Brief: From the data below, set down exactly the lines between the one holding "Target: fleece jacket sleeve" and the one holding "Could you mark the zipper", inclusive, and no others.

+++++

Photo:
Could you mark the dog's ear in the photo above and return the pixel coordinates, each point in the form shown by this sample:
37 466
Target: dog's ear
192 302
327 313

+++++

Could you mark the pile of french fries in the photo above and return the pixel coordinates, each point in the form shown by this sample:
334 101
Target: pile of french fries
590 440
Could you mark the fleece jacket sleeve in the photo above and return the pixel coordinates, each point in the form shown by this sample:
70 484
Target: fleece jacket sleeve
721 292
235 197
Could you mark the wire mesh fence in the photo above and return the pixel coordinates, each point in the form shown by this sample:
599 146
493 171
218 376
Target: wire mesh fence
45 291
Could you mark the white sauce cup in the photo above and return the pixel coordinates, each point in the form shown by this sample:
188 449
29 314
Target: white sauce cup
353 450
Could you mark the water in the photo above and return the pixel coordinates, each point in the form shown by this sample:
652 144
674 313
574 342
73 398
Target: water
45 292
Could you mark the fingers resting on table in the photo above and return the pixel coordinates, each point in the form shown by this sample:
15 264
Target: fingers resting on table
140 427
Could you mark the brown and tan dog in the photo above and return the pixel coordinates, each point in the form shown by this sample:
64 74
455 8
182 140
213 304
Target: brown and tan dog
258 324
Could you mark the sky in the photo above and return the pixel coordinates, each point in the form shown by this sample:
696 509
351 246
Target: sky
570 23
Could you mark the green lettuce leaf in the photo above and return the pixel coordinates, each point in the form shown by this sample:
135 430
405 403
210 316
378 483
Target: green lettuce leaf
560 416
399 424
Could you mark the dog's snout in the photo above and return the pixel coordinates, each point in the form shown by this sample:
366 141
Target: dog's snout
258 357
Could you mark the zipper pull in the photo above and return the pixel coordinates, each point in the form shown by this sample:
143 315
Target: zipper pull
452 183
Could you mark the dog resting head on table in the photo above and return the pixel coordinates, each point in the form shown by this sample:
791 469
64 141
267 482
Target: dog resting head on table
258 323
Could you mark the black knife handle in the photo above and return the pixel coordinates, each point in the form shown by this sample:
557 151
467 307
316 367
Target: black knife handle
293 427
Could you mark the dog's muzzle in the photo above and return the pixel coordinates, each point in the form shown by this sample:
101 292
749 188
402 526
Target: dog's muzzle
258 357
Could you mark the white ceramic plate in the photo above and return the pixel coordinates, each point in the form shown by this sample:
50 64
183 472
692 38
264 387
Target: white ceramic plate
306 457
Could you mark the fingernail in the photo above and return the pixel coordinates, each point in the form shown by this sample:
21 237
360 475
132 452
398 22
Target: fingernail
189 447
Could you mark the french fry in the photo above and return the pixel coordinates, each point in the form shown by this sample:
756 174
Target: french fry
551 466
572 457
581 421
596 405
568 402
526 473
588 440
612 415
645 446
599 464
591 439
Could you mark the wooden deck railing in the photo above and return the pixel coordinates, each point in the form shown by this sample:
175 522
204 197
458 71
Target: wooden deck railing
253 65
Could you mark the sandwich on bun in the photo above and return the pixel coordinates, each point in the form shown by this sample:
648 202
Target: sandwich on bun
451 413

+++++

The answer:
Target: fleece jacket sleeve
721 292
235 197
Could you mark the wire mesh fence in the photo above and return the pixel coordinates, each point in the form shown by this sample:
599 146
493 171
218 376
Target: wire mesh fence
45 291
Could you mark the white sauce cup in the photo above and return the pixel coordinates, each point in the form shown by this sample:
188 449
29 314
Target: white sauce cup
353 450
Could you mark the water in the photo above and return the pixel coordinates, each point in the form shown by this sample:
652 144
674 313
574 342
73 398
Target: water
45 292
Could you mark the fingers resting on table in the photo above and return the pixel coordinates, each point in the form shown by this sample:
15 264
Target: fingers resting on table
140 427
Could you mark the brown and tan dog in the photo above and return the pixel coordinates, each point in the form shown by this sample:
64 74
455 8
182 140
213 304
Target: brown and tan dog
258 324
Could you mark the sky in the photo above and return the pixel coordinates, each point in the form shown by this sample:
696 509
351 246
Target: sky
570 23
Could you mark the green lettuce leaf in the photo above and return the pixel coordinates, each point in the form shown by this sample:
135 430
405 403
210 316
378 483
Target: green lettuce leaf
560 416
399 424
Could you mark the dog's snout in the photo above and return the pixel coordinates, each point in the form shown by this sample:
366 141
Target: dog's snout
258 357
Could you mark the zipper pull in the photo above and return the pixel coordinates, each point in the form shown by this sample:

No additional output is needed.